Short exercise –
Exactly as written, retype the lines that run from the line holding "target | trimmed hedge" through the end of the records below. Do not include pictures.

Position identification records
↓↓↓

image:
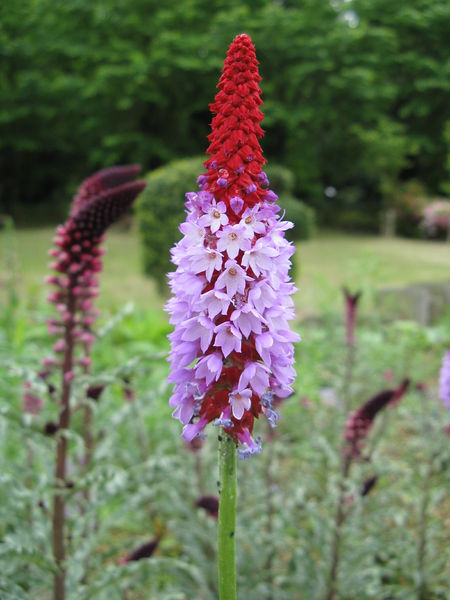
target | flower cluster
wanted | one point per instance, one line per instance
(444, 380)
(232, 350)
(100, 201)
(360, 422)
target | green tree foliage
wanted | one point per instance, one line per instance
(356, 92)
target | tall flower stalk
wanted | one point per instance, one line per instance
(351, 311)
(232, 350)
(101, 200)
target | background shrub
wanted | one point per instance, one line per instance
(160, 211)
(161, 206)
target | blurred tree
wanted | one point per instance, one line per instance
(356, 92)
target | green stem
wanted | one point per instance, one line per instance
(227, 518)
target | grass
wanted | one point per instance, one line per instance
(324, 264)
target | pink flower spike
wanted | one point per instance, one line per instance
(59, 346)
(233, 239)
(205, 260)
(255, 374)
(260, 257)
(236, 204)
(228, 338)
(215, 302)
(251, 222)
(209, 367)
(233, 278)
(240, 401)
(215, 217)
(85, 361)
(199, 328)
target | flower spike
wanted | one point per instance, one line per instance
(232, 349)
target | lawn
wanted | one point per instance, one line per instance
(324, 264)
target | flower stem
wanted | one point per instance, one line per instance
(227, 518)
(337, 534)
(58, 519)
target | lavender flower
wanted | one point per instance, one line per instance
(231, 290)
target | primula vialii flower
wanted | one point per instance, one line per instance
(232, 350)
(360, 422)
(100, 201)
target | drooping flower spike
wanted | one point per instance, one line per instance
(100, 201)
(360, 422)
(232, 349)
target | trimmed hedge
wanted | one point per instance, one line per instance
(160, 210)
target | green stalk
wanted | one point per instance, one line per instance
(227, 518)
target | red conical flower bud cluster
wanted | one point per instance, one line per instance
(103, 180)
(236, 159)
(232, 348)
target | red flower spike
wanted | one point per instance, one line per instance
(236, 159)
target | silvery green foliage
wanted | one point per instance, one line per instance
(143, 481)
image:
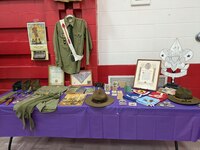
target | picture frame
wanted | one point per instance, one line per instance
(56, 75)
(121, 80)
(147, 74)
(83, 78)
(37, 40)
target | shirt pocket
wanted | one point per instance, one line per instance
(62, 39)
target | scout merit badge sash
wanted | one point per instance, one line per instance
(69, 42)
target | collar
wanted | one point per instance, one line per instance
(69, 21)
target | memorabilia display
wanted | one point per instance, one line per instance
(89, 90)
(37, 40)
(70, 35)
(132, 104)
(147, 101)
(119, 95)
(167, 90)
(183, 96)
(131, 96)
(73, 100)
(56, 76)
(175, 58)
(84, 77)
(122, 102)
(99, 99)
(147, 74)
(43, 99)
(165, 104)
(72, 89)
(107, 88)
(121, 80)
(158, 95)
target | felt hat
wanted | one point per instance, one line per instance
(99, 99)
(183, 96)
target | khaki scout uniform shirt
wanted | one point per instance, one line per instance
(62, 50)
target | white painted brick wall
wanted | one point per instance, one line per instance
(127, 33)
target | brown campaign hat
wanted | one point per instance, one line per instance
(183, 96)
(99, 99)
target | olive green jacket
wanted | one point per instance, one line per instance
(62, 50)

↑↑↑

Answer in full –
target | trimmed hedge
wanted | one point per instance, one line per instance
(160, 210)
target | green stalk
wanted | one point per instance, one line per instance
(227, 518)
target | red conical flower bud cluster
wanted | one point per instance, one line per instance
(103, 180)
(236, 159)
(232, 348)
target | red flower spike
wanted | one point per instance, one line per instance
(236, 159)
target | silvery green foliage
wanted | one point per instance, one line per instance
(143, 481)
image:
target | picture frame
wanted | one point per instance, one line per instance
(56, 75)
(121, 80)
(147, 74)
(83, 78)
(37, 40)
target | shirt pocket
wanted | one point per instance, one line per instance
(62, 39)
target | scout merit badge sash
wanted | one point per instance, one line per instance
(69, 42)
target | collar
wanted | one point per instance, one line per instance
(69, 21)
target | memorabilia display
wanted | one point per instance, one line per instance
(89, 90)
(37, 40)
(70, 35)
(132, 104)
(147, 101)
(119, 95)
(167, 90)
(183, 96)
(131, 96)
(73, 100)
(56, 76)
(175, 58)
(84, 77)
(122, 102)
(99, 99)
(147, 74)
(43, 99)
(165, 104)
(72, 89)
(107, 88)
(121, 80)
(158, 95)
target | felt hat
wanted | one point per instance, one line per instance
(99, 99)
(183, 96)
target | khaki scout uniform shirt
wanted | one point per instance, one line per instance
(62, 50)
target | white painted brick wall
wanted | one point per instance, one line per instance
(127, 33)
target | brown campaign hat
wanted | one point per instance, one line per instance
(183, 96)
(99, 99)
target | olive green jacket
wanted | one point per instance, one line per instance
(62, 50)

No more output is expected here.